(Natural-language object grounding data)
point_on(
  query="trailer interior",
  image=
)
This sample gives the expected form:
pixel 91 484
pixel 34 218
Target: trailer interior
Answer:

Description of the task
Output the entries above in their entirety, exactly as written.

Task solution
point_on(
  query="trailer interior",
  image=
)
This sample gives the expected form:
pixel 91 484
pixel 34 218
Target: trailer interior
Answer:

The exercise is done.